Would you repeat the lines from the one with "Would you mind pointing out the grey" through the final line, both included, and nothing else? No pictures belong in the copy.

◆ ◆ ◆ ◆

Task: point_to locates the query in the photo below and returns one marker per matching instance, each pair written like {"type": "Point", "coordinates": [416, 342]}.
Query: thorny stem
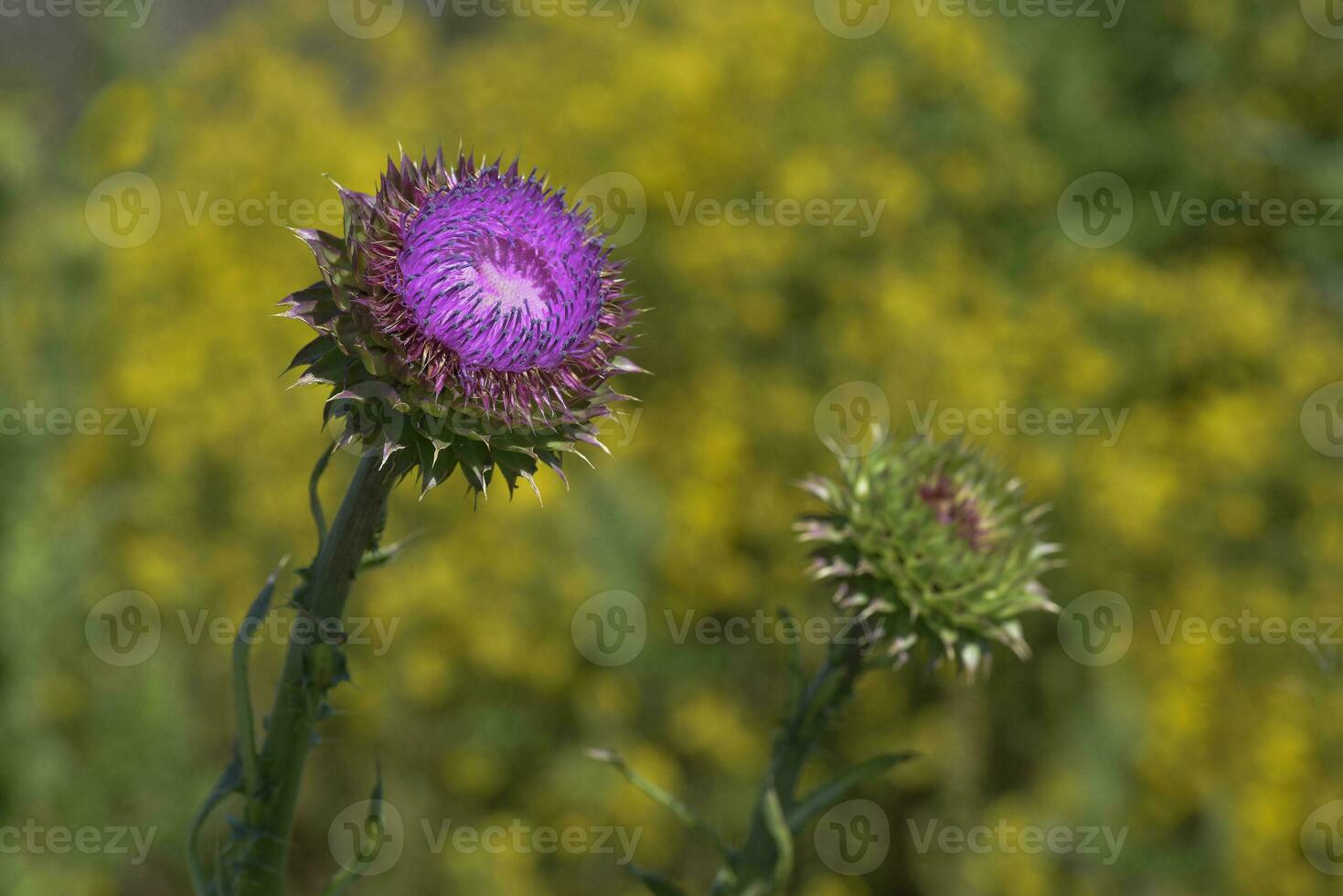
{"type": "Point", "coordinates": [311, 669]}
{"type": "Point", "coordinates": [827, 692]}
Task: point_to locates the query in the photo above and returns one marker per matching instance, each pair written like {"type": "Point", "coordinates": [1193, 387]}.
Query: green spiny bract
{"type": "Point", "coordinates": [931, 544]}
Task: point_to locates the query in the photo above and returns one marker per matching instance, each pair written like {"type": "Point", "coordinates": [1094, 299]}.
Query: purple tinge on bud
{"type": "Point", "coordinates": [956, 509]}
{"type": "Point", "coordinates": [484, 288]}
{"type": "Point", "coordinates": [503, 274]}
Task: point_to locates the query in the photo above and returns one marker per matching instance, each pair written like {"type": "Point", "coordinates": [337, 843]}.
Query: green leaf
{"type": "Point", "coordinates": [834, 790]}
{"type": "Point", "coordinates": [684, 813]}
{"type": "Point", "coordinates": [657, 884]}
{"type": "Point", "coordinates": [242, 687]}
{"type": "Point", "coordinates": [314, 498]}
{"type": "Point", "coordinates": [778, 827]}
{"type": "Point", "coordinates": [229, 782]}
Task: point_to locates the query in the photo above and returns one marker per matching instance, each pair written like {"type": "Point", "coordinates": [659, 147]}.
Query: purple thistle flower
{"type": "Point", "coordinates": [469, 293]}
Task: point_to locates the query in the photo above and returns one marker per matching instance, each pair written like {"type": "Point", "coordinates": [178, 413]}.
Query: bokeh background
{"type": "Point", "coordinates": [973, 289]}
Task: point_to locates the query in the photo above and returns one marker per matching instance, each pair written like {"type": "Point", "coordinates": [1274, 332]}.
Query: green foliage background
{"type": "Point", "coordinates": [967, 294]}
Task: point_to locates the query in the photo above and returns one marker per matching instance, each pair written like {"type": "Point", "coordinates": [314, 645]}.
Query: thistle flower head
{"type": "Point", "coordinates": [477, 311]}
{"type": "Point", "coordinates": [931, 543]}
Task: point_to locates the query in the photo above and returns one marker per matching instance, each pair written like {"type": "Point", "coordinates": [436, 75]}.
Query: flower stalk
{"type": "Point", "coordinates": [255, 860]}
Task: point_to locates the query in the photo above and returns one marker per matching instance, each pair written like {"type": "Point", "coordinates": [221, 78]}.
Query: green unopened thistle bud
{"type": "Point", "coordinates": [931, 544]}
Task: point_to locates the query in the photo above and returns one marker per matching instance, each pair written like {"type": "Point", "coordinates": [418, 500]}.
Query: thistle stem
{"type": "Point", "coordinates": [309, 664]}
{"type": "Point", "coordinates": [810, 719]}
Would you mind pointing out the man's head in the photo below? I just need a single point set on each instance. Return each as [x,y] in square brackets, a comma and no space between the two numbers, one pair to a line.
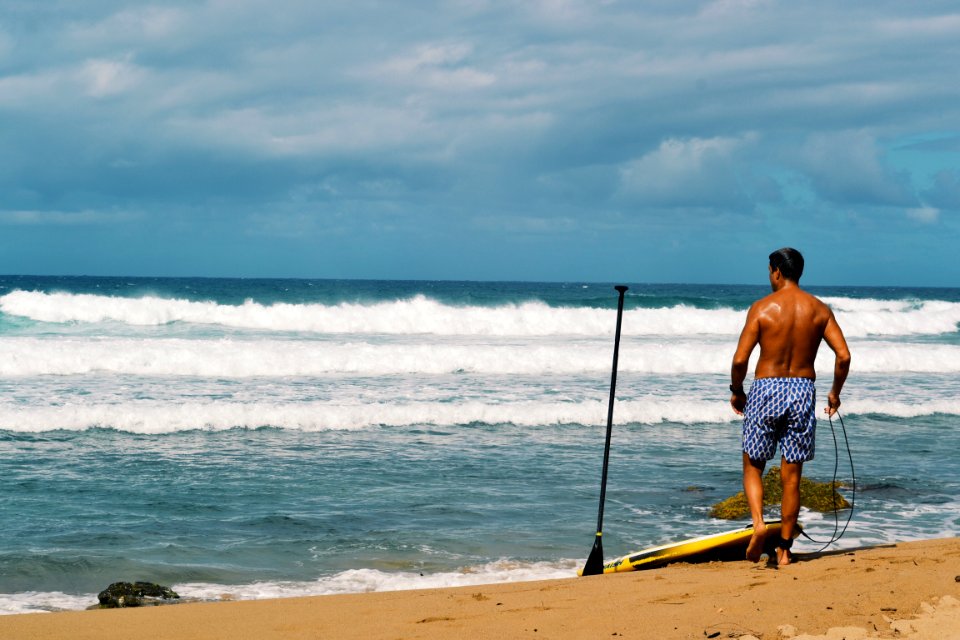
[788,262]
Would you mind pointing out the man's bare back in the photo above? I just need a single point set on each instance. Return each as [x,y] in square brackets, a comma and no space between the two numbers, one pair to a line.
[789,325]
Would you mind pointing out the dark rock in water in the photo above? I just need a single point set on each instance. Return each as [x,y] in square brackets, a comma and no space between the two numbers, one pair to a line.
[816,496]
[137,594]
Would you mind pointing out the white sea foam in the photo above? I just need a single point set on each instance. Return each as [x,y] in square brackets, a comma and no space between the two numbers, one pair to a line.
[422,315]
[156,418]
[351,581]
[227,358]
[417,315]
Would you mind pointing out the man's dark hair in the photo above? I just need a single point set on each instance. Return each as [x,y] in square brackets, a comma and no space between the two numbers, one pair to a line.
[789,262]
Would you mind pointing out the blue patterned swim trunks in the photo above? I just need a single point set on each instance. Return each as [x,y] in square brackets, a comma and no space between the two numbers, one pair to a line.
[780,410]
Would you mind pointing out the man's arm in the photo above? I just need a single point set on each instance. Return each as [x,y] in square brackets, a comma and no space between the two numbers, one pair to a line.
[841,367]
[749,338]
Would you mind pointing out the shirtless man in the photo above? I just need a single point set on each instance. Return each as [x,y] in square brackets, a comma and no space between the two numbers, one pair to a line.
[789,325]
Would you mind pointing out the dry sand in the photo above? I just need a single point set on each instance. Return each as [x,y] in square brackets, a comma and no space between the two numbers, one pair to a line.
[909,590]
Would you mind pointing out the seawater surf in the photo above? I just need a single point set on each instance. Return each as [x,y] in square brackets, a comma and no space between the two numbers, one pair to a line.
[284,437]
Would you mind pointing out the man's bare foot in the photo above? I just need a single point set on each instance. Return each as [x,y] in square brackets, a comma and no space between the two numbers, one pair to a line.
[784,557]
[755,548]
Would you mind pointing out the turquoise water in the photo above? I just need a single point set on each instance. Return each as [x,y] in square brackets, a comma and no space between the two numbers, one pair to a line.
[286,437]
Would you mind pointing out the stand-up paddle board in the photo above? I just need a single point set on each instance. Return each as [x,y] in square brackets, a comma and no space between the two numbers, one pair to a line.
[729,545]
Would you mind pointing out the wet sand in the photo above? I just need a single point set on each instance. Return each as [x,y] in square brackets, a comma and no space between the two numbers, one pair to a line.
[909,590]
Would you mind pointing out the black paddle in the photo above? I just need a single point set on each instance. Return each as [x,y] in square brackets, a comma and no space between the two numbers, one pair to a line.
[594,564]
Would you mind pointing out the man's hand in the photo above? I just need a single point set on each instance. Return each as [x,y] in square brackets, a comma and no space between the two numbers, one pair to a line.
[833,403]
[738,401]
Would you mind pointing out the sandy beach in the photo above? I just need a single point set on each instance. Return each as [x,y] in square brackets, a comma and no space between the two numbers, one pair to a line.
[909,590]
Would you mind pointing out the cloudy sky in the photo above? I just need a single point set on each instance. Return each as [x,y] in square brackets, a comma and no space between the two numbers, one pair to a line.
[604,140]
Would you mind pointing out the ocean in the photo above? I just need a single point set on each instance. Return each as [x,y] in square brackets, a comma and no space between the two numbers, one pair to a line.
[238,438]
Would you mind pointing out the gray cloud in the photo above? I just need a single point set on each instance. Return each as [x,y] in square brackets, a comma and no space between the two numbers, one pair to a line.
[477,111]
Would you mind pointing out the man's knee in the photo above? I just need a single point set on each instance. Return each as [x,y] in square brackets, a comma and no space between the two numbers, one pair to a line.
[790,473]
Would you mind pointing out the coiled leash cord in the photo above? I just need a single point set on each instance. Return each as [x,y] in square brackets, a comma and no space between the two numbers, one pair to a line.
[853,496]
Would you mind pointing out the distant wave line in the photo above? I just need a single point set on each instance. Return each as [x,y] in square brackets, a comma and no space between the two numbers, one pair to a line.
[272,358]
[423,315]
[157,418]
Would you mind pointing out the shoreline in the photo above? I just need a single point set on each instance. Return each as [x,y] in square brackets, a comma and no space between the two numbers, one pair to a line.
[872,589]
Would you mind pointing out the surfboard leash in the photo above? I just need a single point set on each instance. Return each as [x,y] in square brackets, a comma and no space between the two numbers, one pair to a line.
[853,495]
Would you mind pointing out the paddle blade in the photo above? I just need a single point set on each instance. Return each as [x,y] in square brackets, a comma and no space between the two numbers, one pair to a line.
[594,565]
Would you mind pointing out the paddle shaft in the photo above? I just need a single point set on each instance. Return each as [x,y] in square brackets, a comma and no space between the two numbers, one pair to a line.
[613,390]
[594,564]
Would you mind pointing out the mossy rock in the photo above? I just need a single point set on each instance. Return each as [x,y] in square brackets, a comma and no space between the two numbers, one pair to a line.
[816,496]
[137,594]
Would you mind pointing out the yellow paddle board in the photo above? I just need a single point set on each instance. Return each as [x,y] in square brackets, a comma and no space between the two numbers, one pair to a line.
[729,545]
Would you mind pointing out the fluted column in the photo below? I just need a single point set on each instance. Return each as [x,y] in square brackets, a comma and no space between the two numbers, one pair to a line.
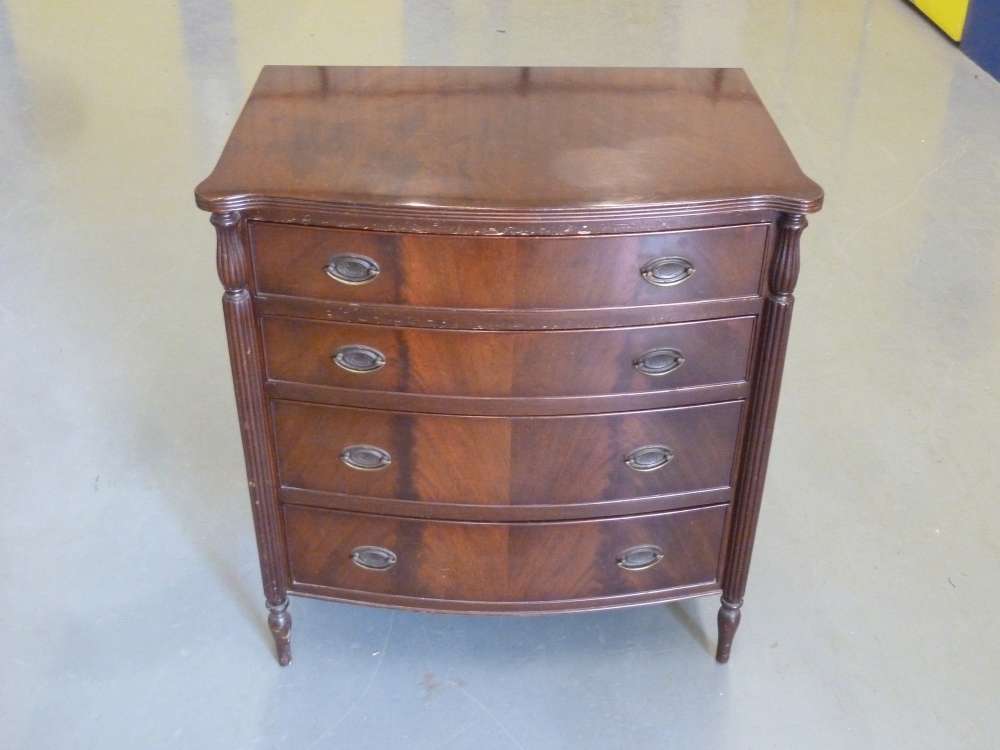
[246,358]
[774,325]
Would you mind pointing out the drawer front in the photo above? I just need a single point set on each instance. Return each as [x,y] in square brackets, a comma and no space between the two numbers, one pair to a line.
[508,272]
[506,461]
[495,562]
[508,363]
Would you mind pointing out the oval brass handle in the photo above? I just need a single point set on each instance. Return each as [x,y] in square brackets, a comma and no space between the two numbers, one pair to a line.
[373,558]
[352,269]
[357,358]
[365,457]
[640,557]
[658,362]
[667,271]
[649,458]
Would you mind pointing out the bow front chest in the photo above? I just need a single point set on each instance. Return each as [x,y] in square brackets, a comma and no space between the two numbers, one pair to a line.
[506,339]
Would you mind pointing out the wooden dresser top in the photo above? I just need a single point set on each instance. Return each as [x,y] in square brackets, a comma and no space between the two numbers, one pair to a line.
[506,143]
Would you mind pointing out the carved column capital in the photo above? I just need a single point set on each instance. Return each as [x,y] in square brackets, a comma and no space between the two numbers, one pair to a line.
[785,266]
[231,258]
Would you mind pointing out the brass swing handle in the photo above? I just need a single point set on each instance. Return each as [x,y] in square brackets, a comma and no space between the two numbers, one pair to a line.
[373,558]
[669,271]
[352,269]
[640,557]
[659,361]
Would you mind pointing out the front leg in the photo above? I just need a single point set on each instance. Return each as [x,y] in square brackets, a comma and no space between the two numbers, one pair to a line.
[280,623]
[729,620]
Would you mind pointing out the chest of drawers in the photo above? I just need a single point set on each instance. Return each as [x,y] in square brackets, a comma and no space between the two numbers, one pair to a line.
[506,339]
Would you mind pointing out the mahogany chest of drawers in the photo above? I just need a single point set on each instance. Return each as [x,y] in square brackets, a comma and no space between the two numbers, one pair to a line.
[506,339]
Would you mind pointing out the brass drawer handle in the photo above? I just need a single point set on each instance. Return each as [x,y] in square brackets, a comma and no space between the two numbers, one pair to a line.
[373,558]
[352,269]
[357,358]
[641,557]
[365,457]
[656,362]
[649,458]
[667,271]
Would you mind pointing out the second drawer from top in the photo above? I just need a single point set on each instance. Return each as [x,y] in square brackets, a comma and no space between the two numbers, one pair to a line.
[525,364]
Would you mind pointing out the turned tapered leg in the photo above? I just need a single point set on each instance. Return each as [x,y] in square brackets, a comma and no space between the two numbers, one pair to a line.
[246,358]
[280,623]
[729,620]
[775,320]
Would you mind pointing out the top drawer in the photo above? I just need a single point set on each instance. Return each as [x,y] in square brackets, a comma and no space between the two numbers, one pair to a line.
[509,273]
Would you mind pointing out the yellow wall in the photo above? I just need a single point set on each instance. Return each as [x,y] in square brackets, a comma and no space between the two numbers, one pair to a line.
[949,15]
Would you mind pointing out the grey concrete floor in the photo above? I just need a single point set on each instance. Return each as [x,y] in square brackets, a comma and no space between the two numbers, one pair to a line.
[130,606]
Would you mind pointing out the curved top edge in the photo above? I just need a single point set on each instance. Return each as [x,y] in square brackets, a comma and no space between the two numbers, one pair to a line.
[374,216]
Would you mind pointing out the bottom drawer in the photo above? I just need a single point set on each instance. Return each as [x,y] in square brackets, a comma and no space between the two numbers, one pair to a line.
[410,562]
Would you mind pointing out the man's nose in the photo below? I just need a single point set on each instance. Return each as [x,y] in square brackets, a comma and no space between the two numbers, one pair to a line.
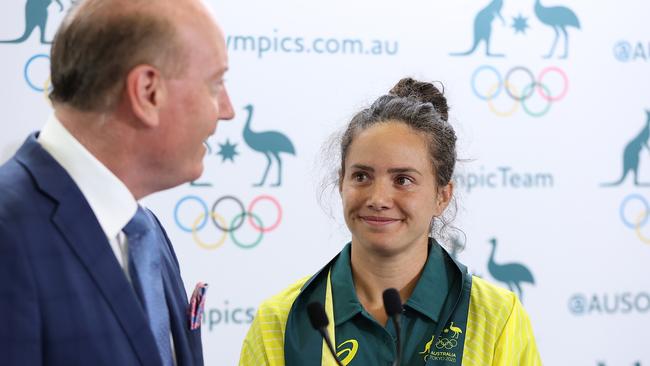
[226,111]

◆ ◆ ◆ ◆

§ REPLY TO THE TASK
Would you mind pointing out the grey concrete floor in the photo above? I just need a single point set on each instance. Return each as [x,y] in square brackets, a comma and no space between the two numbers, one pair to a line.
[130,606]
Would you mind pointing out the curved top edge in the photo above? I just need a single point set on each instance. Return each as [x,y] in square brackets, a comma and no space between the two numbers, one pair to a line.
[374,216]
Would you mind pointing out the bottom drawer in the photo above? I just need a single point set on each instance. Return each as [x,y] in square brackets, a comma and no space between the two numbers, one pair to a line.
[410,562]
Would you mind pointing out the man's nose in the photo below? I just need a single point set on each instance. Return each as [x,y] in square brackets, a comma and no space between the two numbers, one pair to a line.
[226,111]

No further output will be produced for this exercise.